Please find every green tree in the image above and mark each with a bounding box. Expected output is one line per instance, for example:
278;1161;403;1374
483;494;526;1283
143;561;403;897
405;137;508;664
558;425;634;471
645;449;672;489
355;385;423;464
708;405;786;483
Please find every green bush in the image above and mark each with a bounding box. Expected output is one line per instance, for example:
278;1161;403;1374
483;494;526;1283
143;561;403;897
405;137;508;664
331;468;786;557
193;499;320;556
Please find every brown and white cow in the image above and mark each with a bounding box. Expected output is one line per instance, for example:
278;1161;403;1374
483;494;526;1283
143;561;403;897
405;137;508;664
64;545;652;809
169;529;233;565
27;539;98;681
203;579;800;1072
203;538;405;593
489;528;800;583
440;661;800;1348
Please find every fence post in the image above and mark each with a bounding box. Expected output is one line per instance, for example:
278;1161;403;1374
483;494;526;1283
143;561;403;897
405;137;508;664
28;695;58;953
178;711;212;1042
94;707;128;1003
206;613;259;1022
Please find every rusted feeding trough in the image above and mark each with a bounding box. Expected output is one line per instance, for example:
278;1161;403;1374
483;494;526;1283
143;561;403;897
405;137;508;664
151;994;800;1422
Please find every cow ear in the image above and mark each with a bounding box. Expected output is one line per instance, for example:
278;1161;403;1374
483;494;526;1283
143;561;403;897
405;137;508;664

▶ **STATED TASK**
Can you revise all the records above, replacing "bounding box" with "rectangle" wherever it appears and keeping everything else the same?

▶ **RESPONSE TO THE TASK**
Please find every green tree in the image above and mark each with a rectangle. Expected output is one line per instance, for example:
278;1161;403;1374
483;494;526;1283
143;561;403;897
405;137;508;664
558;425;634;471
645;449;672;489
355;385;423;464
708;405;786;483
Please find every green bush in the image above and mark each with a rectangle. Expected output is one line per instance, for example:
278;1161;403;1374
483;494;526;1283
143;561;403;897
405;137;508;664
331;468;786;557
193;499;320;556
Please find every brown and white cow in the image above and mark each with a rectangle. Expected output is one line per instance, for example:
278;1161;403;1374
483;494;526;1283
143;561;403;897
405;137;508;664
64;545;652;809
169;529;233;565
27;539;98;681
203;579;800;1072
203;538;405;593
489;528;800;583
440;661;800;1348
Please find every fence post in the image above and mark each with a rectangle. Expected output is one line per instance, for example:
278;1161;403;1374
483;494;526;1283
143;561;403;897
405;137;508;664
28;695;58;953
178;711;212;1042
94;707;128;1003
206;613;259;1022
Please find every rusted feeding trough in the image above and mark each with a rectangle. Expected output is one line per instance, for example:
278;1161;403;1374
483;494;526;1283
143;561;403;897
405;137;508;664
151;994;800;1422
Please find every cow ear in the image above and mark each with a rectangle. Expected output is one line per instance, for example:
278;1161;403;1374
483;494;526;1283
143;561;403;897
405;137;508;664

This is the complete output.